Rewrite the items from the line containing "Report the position of each instance of the tree shadow" down to the line containing "[[221, 68], [51, 84], [255, 74], [157, 78], [107, 155]]", replacing "yellow foliage" with "golden foliage" and leaving everything else the same.

=== Data lines ===

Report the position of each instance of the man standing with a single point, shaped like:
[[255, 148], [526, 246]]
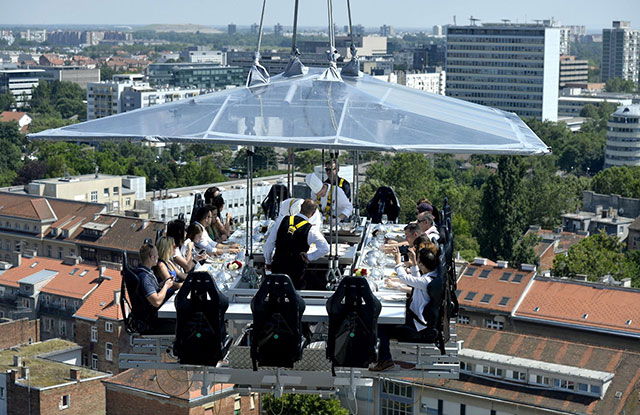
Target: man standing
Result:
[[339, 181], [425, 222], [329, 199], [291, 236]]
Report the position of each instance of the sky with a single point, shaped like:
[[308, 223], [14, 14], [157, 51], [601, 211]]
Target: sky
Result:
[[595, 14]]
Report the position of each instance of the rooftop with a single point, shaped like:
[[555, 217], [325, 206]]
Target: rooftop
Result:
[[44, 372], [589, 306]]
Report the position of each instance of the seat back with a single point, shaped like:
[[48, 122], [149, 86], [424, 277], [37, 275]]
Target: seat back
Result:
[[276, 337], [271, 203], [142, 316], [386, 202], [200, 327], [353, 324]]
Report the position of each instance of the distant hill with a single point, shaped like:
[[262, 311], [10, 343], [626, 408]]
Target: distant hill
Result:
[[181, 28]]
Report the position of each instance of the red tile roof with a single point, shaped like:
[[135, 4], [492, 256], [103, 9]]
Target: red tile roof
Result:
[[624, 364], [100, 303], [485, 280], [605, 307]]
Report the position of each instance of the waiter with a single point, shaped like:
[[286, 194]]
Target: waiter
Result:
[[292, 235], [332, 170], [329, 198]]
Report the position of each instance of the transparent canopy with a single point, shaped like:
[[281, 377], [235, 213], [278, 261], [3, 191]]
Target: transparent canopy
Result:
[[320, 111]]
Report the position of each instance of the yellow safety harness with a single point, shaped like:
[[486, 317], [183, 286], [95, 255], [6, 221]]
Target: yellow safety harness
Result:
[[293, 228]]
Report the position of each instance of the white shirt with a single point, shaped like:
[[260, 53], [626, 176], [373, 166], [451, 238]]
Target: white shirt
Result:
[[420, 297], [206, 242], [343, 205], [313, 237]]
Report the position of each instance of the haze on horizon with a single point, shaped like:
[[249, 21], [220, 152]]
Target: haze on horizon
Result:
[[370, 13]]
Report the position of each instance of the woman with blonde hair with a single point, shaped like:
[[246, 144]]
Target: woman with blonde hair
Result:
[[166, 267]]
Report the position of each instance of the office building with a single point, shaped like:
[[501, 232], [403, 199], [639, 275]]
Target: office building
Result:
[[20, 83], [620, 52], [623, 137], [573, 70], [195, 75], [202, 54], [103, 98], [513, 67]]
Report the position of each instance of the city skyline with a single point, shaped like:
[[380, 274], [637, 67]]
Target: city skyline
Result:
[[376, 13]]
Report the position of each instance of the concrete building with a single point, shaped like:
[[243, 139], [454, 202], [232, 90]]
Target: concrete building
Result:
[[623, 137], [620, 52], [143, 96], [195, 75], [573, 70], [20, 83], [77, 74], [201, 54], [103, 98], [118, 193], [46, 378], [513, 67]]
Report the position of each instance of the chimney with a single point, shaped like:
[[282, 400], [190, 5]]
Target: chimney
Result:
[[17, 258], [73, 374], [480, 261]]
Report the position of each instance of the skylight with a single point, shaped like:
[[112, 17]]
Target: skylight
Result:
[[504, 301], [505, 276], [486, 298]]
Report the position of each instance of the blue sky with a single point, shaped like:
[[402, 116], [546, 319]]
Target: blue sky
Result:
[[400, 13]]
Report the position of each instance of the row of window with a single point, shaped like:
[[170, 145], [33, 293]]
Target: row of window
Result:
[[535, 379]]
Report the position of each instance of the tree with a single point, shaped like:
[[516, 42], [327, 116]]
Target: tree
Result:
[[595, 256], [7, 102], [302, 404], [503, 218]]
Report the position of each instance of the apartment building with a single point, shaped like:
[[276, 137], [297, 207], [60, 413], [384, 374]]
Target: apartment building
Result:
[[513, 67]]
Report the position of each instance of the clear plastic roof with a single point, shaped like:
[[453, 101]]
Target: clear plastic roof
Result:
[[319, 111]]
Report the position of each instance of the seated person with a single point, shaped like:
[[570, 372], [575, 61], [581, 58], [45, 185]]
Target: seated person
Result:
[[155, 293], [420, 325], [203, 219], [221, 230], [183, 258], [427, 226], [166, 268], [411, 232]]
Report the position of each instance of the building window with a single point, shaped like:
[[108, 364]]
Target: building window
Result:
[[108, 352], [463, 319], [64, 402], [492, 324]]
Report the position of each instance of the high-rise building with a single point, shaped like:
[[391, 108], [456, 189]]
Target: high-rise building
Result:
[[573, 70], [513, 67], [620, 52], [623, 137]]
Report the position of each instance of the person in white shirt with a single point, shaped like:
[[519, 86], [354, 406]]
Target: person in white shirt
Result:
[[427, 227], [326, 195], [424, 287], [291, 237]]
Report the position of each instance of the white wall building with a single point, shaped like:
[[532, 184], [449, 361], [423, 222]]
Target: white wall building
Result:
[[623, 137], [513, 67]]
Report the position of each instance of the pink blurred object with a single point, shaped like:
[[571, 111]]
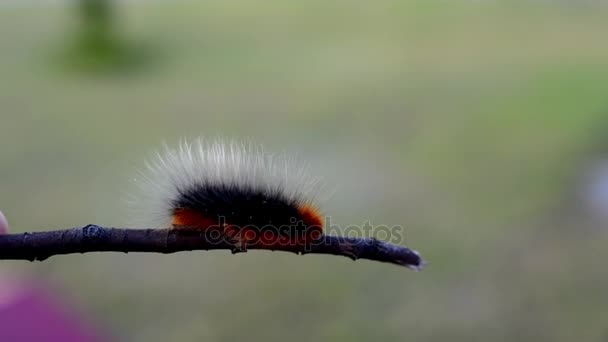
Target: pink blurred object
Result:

===
=== Data lines ===

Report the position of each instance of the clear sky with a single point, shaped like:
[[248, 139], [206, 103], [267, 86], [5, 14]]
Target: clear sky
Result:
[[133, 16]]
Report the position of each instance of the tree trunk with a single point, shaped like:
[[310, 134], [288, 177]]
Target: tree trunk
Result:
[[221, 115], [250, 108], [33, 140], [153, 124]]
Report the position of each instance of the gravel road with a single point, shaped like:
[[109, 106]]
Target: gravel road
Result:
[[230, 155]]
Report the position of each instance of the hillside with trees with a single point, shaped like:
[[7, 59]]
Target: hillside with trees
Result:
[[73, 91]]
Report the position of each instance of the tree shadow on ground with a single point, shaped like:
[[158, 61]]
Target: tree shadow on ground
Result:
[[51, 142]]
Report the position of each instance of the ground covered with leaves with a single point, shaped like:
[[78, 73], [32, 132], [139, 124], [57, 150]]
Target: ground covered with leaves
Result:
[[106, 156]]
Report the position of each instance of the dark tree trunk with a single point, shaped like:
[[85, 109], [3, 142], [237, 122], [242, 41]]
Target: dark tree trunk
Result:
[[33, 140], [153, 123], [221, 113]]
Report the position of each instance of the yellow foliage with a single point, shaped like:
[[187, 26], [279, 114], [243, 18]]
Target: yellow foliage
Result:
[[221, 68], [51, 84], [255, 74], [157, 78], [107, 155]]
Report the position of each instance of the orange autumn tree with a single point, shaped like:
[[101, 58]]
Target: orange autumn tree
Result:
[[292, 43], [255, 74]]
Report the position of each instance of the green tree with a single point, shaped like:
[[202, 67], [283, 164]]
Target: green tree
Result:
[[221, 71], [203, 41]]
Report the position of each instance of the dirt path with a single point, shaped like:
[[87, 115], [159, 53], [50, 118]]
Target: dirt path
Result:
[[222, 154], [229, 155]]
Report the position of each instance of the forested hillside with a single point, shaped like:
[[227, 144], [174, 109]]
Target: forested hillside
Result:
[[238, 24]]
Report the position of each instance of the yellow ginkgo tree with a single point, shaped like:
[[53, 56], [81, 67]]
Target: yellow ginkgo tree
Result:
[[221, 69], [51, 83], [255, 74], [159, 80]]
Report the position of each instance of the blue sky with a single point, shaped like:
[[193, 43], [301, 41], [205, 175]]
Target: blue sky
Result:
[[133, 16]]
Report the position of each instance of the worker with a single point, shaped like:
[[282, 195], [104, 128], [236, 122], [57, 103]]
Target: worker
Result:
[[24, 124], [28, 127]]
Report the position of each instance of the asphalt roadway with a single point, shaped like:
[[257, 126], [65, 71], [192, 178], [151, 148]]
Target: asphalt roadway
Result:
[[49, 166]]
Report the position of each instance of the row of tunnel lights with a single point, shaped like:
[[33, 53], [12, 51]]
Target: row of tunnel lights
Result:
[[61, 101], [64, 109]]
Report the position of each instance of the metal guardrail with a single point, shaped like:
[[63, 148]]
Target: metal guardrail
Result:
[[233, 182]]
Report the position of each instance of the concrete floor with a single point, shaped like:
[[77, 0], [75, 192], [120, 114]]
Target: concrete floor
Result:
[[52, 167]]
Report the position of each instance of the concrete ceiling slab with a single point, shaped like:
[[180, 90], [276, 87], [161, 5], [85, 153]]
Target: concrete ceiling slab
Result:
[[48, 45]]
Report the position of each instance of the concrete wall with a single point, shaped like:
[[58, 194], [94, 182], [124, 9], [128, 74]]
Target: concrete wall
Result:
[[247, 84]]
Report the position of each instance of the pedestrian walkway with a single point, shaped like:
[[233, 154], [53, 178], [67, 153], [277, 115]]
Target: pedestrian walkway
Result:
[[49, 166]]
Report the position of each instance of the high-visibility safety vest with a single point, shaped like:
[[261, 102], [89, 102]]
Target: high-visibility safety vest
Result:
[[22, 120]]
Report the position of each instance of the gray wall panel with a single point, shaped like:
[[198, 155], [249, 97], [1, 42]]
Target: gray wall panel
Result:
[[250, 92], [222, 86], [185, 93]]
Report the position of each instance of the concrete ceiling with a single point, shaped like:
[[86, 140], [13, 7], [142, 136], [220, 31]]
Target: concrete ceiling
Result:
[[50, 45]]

===

● **Output of the task**:
Report the position of each instance of the tree shadow on ground with a single point, shaped like:
[[158, 61]]
Target: tree shadow on ground
Result:
[[51, 142]]
Report the position of each instance of the ground covered with leaves with a single point, shaped like:
[[78, 73], [32, 132], [139, 124], [57, 150]]
Target: ground covered with leaves
Result:
[[106, 156]]
Report the position of each instance of the dark tree trunk with a single point, shaped like:
[[85, 109], [3, 142], [237, 122], [242, 41]]
Target: dark tree trunk
Result:
[[33, 140], [153, 123], [221, 113]]
Report the position of each instance of the golden foliage with a single point, shaped like:
[[187, 26], [279, 114], [243, 18]]
Target: golden foliage
Result:
[[221, 68], [51, 84], [255, 74], [157, 78], [107, 155]]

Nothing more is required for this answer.